▶ _Excerpted text_
In many ways, the literature review highlighted a range of different views, opinions and approaches to dealing with digital content lifecycles. They came from different perspectives and starting points, covering both research and learning and teaching, plus others related to different content types, which seemed to emphasise that, wherever you were coming from, consideration and management of digital content lifecycles are important. It is perhaps surprising that literature on specific system aspects of this management approach was not found, but this may be due to the flux in technology adoption and the rapid pace of change. Nevertheless, the technology involved must be taken into account when implementing a digital content lifecycle management approach as it is core to its day-to-day running. Consideration of the appropriateness of different systems is important to inform this, and this can be extended to consideration of appropriate systems at different stages of the lifecycle, the starting point of CLIF.
There were a number of specific points emerging from the literature that were taken into the CLIF Project and readers who are interested in this area are encouraged to read our review and, in particular, its conclusions.
One thing the literature review did not attempt was to determine where responsibility lies for overseeing or managing digital content lifecycles. Any implied assumptions that can be read into the literature reviewed, for example about the role of a library, are coincidental. It is acknowledged, though, that as digital content lifecycles become better understood in terms of their design and technical implementation there will be a need to place this in the context of how the lifecycles are managed organisationally and see the lifecycles put into practice.
Case Studies
The next part of our work was to gather user requirements [8] from colleagues at our two institutions. There was a recognised difference of emphasis: colleagues at King’s College were particularly interested in the requirements for research data whilst at Hull the emphasis was more on text-based materials. The interviewees were from a range of backgrounds, learning and teaching, research and administrative roles, and were chosen to cover a wide range of possibilities. The interviews sought to discover how people dealt with digital content and what kinds of software were used to manage it. Further, our colleagues were asked to speculate on how they thought a repository might be used to enhance their work around the two identified target systems, Sakai and SharePoint. From all this information two generic use cases, one for experimental data and documentation, the other for essentially textual material, were derived for CLIF to address in terms of providing supporting functionality.

▶ _Set task_
From the text on digital content lifecycles, extract word for word the part starting with "There were a" and going on through "particular, its conclusions.".

▶ _Excerpts from a pointing dataset_
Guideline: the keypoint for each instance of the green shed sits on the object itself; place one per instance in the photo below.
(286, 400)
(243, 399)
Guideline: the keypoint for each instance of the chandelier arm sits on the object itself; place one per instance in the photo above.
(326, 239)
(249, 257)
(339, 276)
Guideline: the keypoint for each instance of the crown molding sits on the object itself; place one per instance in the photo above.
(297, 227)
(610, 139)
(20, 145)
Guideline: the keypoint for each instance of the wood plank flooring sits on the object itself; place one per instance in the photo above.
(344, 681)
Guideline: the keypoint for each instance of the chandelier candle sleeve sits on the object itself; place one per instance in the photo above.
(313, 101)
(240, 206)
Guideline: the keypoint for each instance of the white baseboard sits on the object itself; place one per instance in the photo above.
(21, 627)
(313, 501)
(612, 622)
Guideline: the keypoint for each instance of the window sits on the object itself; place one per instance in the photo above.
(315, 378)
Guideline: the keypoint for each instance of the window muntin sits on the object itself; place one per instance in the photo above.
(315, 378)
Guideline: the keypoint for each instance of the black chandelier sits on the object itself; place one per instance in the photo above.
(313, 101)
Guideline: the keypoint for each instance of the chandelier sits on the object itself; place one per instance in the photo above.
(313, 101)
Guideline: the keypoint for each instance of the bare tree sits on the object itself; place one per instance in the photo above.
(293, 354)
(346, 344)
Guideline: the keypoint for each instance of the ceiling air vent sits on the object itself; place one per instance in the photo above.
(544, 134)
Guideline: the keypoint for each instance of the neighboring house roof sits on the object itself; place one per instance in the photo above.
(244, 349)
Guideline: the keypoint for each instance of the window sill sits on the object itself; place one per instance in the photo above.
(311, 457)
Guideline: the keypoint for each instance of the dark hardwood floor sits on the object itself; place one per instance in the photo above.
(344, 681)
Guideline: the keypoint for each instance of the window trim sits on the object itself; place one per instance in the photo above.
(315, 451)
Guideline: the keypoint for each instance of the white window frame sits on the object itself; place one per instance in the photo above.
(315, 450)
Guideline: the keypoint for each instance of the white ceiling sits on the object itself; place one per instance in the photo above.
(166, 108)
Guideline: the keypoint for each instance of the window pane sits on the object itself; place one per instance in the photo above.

▶ _Written reply_
There were a number of specific points emerging from the literature that were taken into the CLIF Project and readers who are interested in this area are encouraged to read our review and, in particular, its conclusions.